Given data →
** BEGIN **
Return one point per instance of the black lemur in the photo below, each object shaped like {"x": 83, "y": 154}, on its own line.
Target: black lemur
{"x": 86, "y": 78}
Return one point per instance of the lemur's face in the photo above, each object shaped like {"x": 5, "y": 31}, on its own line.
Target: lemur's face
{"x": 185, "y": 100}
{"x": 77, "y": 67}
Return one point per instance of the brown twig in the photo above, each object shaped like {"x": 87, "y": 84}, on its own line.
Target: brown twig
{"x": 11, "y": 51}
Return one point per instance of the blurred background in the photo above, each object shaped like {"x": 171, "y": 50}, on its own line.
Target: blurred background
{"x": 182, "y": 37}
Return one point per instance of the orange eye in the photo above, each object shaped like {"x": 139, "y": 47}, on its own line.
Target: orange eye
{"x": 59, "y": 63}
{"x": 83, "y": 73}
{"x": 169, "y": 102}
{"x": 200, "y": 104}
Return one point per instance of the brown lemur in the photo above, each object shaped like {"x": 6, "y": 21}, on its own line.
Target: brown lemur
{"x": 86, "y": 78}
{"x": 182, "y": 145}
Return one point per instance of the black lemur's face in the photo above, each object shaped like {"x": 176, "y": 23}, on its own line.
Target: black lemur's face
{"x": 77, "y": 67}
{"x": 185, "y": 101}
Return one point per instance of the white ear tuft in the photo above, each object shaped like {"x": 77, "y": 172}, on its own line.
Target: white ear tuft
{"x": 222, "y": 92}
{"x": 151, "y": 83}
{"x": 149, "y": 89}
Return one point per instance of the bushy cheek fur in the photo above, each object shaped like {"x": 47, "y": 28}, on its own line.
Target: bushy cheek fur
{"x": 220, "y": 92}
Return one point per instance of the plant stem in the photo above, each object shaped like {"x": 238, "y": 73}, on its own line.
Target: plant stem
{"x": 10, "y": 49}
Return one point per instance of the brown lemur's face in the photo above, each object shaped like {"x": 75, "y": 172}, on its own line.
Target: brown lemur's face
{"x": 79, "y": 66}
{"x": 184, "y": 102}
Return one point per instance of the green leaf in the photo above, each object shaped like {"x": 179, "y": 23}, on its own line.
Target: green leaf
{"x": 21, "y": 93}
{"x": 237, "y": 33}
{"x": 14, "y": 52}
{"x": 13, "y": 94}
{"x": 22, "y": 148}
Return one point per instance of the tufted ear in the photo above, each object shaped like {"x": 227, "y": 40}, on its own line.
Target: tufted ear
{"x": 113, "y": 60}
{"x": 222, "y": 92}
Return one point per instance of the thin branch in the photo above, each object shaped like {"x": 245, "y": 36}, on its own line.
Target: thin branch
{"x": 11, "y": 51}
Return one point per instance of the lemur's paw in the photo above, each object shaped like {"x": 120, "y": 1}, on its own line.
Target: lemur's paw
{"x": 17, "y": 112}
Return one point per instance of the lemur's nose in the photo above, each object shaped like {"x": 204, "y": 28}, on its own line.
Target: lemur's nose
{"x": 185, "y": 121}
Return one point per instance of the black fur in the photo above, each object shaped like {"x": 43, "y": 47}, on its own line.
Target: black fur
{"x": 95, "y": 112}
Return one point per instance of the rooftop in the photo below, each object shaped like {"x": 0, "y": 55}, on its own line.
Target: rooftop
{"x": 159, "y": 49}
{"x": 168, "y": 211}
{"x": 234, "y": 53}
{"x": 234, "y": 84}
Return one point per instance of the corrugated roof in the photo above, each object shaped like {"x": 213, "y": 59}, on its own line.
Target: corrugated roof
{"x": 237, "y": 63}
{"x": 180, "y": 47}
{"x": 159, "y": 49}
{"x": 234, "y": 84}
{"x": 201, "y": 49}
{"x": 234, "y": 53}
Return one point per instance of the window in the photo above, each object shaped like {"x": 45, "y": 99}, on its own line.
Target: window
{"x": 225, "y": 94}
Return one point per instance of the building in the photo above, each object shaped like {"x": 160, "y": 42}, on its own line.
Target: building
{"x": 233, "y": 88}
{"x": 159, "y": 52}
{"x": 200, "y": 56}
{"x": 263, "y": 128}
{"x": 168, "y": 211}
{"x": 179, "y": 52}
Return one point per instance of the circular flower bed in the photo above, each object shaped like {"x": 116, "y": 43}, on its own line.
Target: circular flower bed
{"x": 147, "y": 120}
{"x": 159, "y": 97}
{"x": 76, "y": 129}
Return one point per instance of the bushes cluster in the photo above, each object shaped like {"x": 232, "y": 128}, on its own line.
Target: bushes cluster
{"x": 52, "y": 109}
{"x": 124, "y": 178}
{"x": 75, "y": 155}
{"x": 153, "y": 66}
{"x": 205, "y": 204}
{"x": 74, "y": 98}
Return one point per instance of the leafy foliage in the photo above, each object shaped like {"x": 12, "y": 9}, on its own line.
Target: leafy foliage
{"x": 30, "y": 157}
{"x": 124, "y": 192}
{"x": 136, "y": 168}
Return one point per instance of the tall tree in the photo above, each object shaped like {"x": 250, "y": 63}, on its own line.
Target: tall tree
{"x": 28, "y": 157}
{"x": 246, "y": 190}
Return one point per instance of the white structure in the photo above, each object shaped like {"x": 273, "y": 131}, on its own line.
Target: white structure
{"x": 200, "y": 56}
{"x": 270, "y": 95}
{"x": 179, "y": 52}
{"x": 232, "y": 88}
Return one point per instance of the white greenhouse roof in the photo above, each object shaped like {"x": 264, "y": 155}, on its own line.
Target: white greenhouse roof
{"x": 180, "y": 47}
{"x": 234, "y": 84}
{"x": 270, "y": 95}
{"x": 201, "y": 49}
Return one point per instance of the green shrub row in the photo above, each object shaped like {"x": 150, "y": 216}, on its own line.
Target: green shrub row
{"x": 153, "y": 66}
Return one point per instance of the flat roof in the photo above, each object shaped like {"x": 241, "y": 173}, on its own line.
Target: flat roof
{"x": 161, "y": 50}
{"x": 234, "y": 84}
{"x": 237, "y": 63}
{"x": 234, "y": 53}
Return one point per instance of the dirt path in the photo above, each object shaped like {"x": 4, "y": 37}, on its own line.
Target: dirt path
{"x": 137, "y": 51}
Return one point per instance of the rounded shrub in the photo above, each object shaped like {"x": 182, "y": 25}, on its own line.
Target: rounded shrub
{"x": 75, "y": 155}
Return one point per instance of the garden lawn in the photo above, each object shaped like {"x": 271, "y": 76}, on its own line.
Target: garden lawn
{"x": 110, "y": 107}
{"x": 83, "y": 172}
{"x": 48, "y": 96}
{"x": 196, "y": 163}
** END **
** BEGIN **
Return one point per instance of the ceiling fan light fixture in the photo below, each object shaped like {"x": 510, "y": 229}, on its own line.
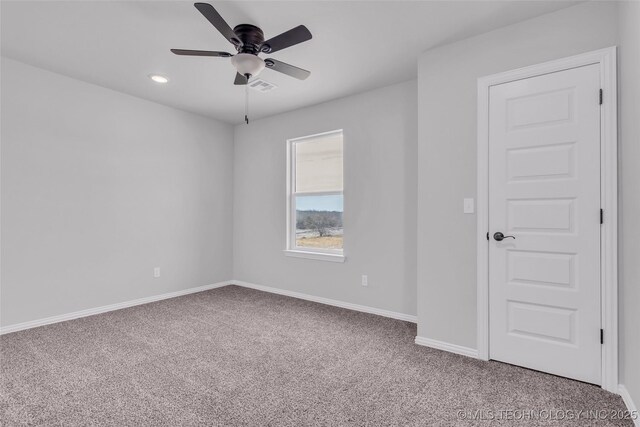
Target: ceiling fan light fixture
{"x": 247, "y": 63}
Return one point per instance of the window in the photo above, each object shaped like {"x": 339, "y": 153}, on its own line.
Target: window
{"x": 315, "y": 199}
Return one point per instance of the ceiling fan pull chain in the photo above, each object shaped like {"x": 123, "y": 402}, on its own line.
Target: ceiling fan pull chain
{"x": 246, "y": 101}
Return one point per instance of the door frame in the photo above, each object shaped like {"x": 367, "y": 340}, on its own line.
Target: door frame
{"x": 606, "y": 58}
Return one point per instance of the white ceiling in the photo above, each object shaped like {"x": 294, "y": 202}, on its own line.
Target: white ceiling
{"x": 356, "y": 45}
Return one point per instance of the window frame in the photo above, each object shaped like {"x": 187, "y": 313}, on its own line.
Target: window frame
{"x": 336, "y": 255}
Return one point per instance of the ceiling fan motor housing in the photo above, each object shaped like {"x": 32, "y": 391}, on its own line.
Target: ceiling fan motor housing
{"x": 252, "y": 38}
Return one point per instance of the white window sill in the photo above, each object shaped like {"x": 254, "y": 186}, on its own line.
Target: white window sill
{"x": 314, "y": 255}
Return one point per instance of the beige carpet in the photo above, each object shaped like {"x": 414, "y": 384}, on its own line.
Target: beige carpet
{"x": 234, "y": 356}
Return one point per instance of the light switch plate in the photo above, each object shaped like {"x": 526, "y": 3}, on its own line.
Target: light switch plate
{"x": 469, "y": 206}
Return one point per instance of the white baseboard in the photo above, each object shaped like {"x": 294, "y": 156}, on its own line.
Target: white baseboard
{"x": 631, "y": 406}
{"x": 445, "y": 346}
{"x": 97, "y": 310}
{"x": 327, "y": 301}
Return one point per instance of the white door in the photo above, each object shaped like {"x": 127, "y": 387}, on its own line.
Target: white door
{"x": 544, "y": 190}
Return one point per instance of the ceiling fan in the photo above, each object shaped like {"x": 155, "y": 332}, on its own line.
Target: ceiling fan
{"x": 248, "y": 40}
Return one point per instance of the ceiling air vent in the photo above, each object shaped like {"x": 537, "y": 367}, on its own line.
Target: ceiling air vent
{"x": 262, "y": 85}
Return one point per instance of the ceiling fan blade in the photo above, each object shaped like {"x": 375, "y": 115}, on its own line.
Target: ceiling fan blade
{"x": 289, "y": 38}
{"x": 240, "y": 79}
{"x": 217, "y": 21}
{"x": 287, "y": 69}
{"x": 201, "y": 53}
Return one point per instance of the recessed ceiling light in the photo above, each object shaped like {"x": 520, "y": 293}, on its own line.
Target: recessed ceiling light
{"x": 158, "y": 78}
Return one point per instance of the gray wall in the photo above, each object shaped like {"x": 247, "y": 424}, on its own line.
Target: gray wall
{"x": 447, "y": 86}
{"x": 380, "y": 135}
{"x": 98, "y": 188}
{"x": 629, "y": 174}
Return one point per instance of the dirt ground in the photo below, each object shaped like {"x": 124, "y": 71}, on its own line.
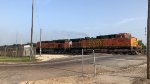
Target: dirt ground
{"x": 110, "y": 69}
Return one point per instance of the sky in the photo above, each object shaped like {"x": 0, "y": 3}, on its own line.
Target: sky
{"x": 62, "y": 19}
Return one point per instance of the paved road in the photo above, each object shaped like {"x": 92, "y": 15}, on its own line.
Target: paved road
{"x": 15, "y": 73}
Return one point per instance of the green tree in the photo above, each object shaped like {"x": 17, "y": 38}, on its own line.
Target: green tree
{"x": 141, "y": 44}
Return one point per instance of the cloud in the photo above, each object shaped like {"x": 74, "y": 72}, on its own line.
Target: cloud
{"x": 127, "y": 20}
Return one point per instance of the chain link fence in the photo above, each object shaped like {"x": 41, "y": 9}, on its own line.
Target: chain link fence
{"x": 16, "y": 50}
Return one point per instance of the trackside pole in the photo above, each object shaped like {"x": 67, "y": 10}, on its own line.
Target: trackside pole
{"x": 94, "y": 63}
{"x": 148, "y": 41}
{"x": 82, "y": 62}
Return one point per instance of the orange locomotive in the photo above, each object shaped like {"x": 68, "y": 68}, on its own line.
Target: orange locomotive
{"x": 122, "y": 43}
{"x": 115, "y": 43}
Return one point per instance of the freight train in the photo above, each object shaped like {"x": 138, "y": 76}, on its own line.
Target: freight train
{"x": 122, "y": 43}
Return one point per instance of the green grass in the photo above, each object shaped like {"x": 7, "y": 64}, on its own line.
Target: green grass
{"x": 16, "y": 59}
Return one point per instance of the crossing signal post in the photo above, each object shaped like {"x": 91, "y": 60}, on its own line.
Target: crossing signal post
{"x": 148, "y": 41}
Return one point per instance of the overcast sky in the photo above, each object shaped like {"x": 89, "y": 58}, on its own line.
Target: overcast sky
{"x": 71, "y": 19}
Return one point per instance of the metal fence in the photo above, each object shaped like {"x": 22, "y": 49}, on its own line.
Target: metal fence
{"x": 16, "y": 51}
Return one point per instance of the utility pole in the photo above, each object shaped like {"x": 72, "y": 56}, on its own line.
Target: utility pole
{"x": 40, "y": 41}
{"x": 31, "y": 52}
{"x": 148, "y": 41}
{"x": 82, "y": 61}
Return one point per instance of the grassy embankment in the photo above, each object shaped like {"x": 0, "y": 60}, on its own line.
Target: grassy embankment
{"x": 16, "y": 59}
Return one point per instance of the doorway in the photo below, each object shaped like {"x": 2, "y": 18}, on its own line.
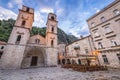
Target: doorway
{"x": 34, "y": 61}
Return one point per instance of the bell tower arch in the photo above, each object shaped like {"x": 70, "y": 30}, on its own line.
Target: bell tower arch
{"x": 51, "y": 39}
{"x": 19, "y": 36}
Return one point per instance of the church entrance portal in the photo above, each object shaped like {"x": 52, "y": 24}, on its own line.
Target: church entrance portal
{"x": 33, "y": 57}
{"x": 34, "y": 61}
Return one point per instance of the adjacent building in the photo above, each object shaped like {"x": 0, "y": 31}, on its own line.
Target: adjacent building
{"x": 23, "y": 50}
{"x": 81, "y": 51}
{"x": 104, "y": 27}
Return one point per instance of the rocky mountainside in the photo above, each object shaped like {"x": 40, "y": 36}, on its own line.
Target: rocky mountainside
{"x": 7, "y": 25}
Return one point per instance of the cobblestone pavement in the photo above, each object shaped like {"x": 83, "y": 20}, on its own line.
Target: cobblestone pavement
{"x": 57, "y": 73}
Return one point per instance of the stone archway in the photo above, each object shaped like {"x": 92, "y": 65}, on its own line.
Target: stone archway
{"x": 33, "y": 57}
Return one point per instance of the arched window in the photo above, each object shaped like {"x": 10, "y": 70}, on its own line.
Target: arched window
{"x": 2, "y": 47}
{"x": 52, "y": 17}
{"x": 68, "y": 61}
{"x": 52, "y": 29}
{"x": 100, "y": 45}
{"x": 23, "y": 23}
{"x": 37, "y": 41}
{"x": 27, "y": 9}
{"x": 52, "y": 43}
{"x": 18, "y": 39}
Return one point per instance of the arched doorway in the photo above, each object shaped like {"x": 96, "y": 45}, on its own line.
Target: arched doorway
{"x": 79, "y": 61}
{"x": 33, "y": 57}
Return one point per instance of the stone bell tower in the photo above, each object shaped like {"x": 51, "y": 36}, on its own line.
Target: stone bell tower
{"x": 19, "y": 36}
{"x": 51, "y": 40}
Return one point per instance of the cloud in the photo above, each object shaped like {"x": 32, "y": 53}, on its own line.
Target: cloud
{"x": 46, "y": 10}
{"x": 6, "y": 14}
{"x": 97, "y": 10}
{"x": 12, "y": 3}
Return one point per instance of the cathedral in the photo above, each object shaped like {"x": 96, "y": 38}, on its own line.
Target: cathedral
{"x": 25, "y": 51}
** END **
** BEGIN **
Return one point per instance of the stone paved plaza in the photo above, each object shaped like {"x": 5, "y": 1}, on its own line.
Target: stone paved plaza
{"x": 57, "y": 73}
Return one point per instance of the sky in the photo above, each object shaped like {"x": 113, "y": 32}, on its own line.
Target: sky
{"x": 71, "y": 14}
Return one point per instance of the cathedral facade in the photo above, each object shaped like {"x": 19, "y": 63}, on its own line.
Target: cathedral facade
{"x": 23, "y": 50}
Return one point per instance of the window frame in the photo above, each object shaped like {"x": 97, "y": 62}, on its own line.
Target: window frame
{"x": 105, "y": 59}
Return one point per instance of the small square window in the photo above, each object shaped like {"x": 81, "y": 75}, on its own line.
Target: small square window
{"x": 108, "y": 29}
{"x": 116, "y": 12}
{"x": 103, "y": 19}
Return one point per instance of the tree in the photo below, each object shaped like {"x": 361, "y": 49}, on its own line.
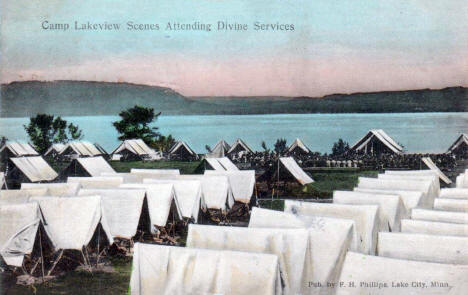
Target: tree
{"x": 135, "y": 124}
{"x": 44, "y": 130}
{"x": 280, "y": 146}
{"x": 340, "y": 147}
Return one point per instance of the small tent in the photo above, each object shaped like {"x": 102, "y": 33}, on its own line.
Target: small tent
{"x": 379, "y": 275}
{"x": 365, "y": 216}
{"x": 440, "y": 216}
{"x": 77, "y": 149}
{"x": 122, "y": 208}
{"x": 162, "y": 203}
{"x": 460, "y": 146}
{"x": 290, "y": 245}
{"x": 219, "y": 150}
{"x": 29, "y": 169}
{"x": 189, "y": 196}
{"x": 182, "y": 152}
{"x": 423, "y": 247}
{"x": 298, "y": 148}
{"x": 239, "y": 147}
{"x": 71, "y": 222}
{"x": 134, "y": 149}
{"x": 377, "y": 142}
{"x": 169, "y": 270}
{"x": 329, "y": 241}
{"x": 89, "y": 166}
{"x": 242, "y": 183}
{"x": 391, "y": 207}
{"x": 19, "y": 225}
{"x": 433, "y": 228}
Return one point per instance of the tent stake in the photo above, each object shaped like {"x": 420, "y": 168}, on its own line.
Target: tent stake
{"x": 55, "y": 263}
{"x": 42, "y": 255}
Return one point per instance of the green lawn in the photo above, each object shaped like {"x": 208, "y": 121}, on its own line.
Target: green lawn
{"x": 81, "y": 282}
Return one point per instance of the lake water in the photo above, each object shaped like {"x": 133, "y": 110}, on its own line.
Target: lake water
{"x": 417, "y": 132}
** END **
Count the lines of the records above that contain the word "leafy", and reply with only that number.

2